Exercise | Extend the first-person account below of the trip to Guatemala City, starting after its final sentence.
*** Passage to read ***
After months of anticipation, the day finally arrived! The closer I came towards this day, the more my excitement turned to anxiety. The more I attempted to prepare, the more self-doubt I found.
Why did I take German instead of Spanish in school? When I was offered this amazing opportunity, should I have let them know that I am notoriously known for getting lost? I’ve lived in Sacramento for eight years, yet I still need Siri to navigate me to most places.
I was going to be outside of my comfort zone the entire time. On purpose.
My itinerary was to fly out of Sacramento International Airport to a connection in Houston, Texas on a Friday. I was meant to arrive in Guatemala City slightly after 9pm central time.
There were floods and turbulent weather in Houston, so that didn’t happen.
*** End of Passage to read ***
*** Supplied information ***
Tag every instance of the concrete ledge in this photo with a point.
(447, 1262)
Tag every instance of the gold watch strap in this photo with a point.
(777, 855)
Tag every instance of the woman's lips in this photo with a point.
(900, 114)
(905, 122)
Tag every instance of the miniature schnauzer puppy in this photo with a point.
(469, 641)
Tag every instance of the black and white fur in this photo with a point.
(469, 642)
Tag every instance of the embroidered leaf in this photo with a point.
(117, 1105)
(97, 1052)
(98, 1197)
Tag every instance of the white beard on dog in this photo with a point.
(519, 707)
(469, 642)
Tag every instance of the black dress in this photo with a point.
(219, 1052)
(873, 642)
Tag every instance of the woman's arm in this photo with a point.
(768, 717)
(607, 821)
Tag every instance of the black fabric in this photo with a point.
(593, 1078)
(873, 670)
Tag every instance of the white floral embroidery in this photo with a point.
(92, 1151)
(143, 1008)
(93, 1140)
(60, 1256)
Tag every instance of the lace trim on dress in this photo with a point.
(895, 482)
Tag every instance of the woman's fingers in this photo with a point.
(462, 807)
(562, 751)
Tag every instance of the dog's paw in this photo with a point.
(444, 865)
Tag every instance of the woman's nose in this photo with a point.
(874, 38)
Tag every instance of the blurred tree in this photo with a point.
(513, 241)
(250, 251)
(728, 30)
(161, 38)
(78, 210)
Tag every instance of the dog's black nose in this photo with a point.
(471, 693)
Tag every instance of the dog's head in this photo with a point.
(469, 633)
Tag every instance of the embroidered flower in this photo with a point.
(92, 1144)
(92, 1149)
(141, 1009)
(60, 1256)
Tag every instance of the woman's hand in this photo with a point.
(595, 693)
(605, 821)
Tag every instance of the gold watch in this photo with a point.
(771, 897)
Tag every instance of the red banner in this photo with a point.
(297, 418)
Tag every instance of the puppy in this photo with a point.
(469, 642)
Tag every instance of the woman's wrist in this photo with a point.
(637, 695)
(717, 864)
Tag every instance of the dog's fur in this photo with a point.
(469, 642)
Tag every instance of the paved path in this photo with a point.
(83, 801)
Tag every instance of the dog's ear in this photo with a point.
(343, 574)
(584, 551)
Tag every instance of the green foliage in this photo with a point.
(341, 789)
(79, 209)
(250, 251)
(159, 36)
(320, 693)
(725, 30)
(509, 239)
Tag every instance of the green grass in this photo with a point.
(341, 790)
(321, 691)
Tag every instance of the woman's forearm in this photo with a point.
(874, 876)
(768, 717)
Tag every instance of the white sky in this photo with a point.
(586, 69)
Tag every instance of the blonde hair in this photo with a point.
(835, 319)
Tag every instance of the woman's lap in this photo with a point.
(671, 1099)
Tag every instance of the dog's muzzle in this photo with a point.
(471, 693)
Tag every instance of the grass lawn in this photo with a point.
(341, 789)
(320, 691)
*** End of Supplied information ***
Your response |
I did not arrive in Guatemala City until about 11pm, and it is about a half-hour drive to Antigua from there. My first observation of Guatemala was that drivers are “eccentric.” It is some sort of organized chaos where staying within your lane is more of a guideline than an expectation, and there are a lot of motorcycles and pedestrians. When I made a comment about the amount of motorcyclists in my best (broken) Spanish to my driver, Francisco, it started a tirade on the high price of gasoline. I didn’t understand much except something along the lines of, “La gasolina mucho!”
I did not arrive at my flat in Antigua until close to midnight. It was very dark, but the feeling of driving on cobblestone was unmistakable. The hostess, Maria, gave me a very quick tour on account of how late it was. Bella Vista Coffee hooked it up! My flat had two bedrooms (in the event that was another visiting barista in the same week), a restroom, full kitchen, living area in the courtyard, and a third-story terrace that overlooked Antigua. I was dead on my feet, so I couldn’t fully grasp how amazing it all was until the following morning.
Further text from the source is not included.